*Exercise brief*: Rewrite each line of the listing below as an item in a numbered list, omitting blank lines.

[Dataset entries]
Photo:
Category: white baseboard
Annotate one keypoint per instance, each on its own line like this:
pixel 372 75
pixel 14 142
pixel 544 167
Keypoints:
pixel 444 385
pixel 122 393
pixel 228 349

*Reply to the exercise*:
1. Photo:
2. Category: white baseboard
3. Annotate one keypoint per instance, each on its own line like this:
4. pixel 372 75
5. pixel 14 142
6. pixel 544 167
7. Keypoints:
8. pixel 444 385
9. pixel 122 393
10. pixel 228 349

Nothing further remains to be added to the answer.